■ **TASK INSTRUCTIONS**
Report each line from the entries in which "below" can be found.
(DATA EXTRACTS begins)
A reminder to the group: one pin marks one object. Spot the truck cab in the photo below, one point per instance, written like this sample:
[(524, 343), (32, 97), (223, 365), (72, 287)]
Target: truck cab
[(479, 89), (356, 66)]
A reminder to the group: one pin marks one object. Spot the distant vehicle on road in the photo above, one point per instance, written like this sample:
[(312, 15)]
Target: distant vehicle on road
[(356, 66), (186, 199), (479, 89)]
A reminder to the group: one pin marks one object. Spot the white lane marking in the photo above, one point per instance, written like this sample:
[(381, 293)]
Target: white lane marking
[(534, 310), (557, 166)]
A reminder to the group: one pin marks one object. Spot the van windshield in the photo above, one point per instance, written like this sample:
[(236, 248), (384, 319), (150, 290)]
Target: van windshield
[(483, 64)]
(DATA EXTRACTS ends)
(DATA EXTRACTS begins)
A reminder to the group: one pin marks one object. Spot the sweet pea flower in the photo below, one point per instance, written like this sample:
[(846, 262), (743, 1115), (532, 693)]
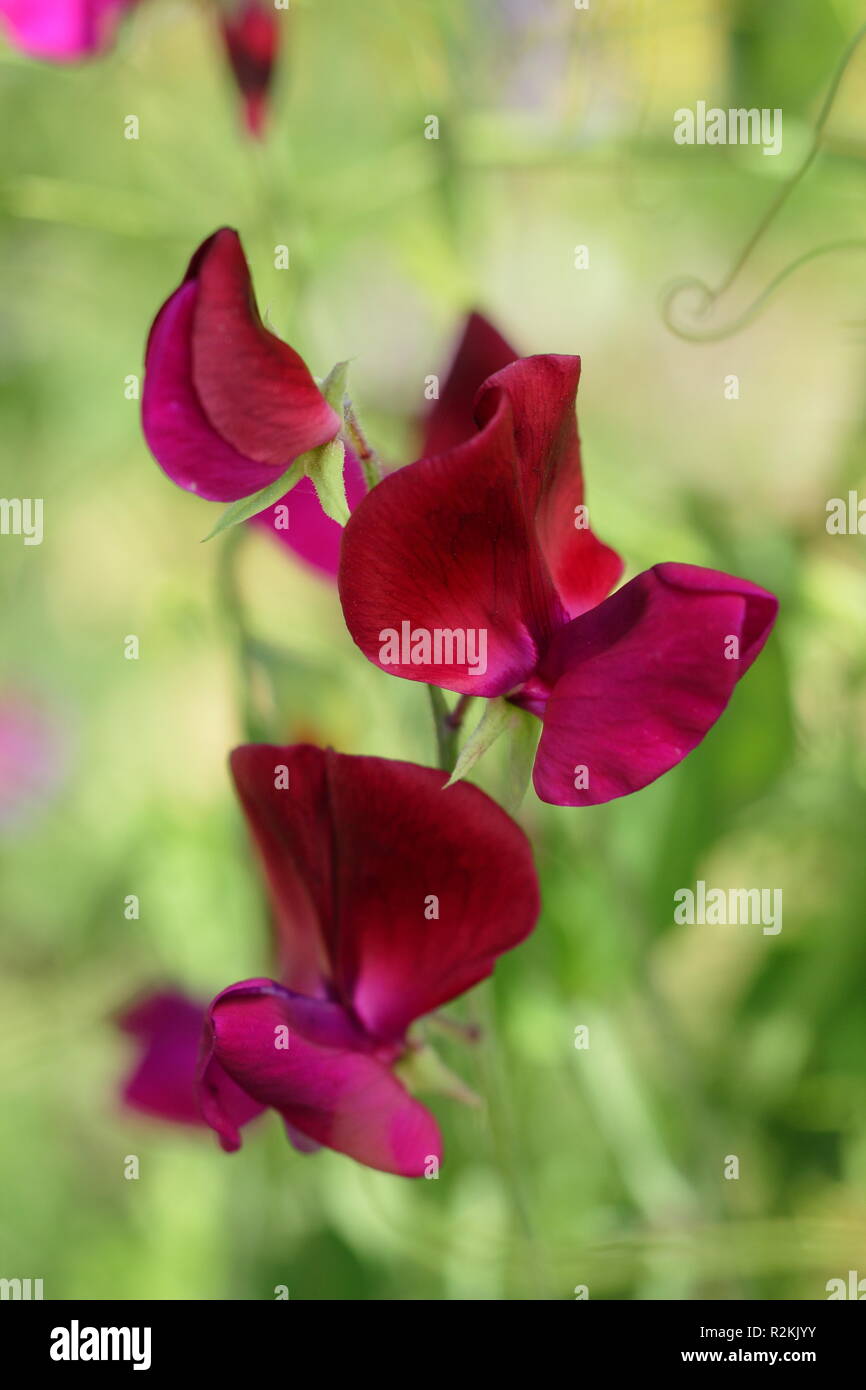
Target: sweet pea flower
(DATA EXTRACTS ends)
(DATA EXTRACTS begins)
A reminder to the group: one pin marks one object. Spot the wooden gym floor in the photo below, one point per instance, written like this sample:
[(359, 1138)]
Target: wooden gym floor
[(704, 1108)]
(DATA EXTRACTS ends)
■ **FINISHED EXERCISE**
A reminder to the group: one pin marks one object. Spot the truck cab in the photo below, one point per instance, written like this sample:
A reminder to the group: one pin marks one object. Spot the sweet pea flower in the photo below, one point per instance, written like this sample:
A reminder to the group: one pin marks one object. Spot the wooden gym floor in the photo below, one point per instance, written like this sample:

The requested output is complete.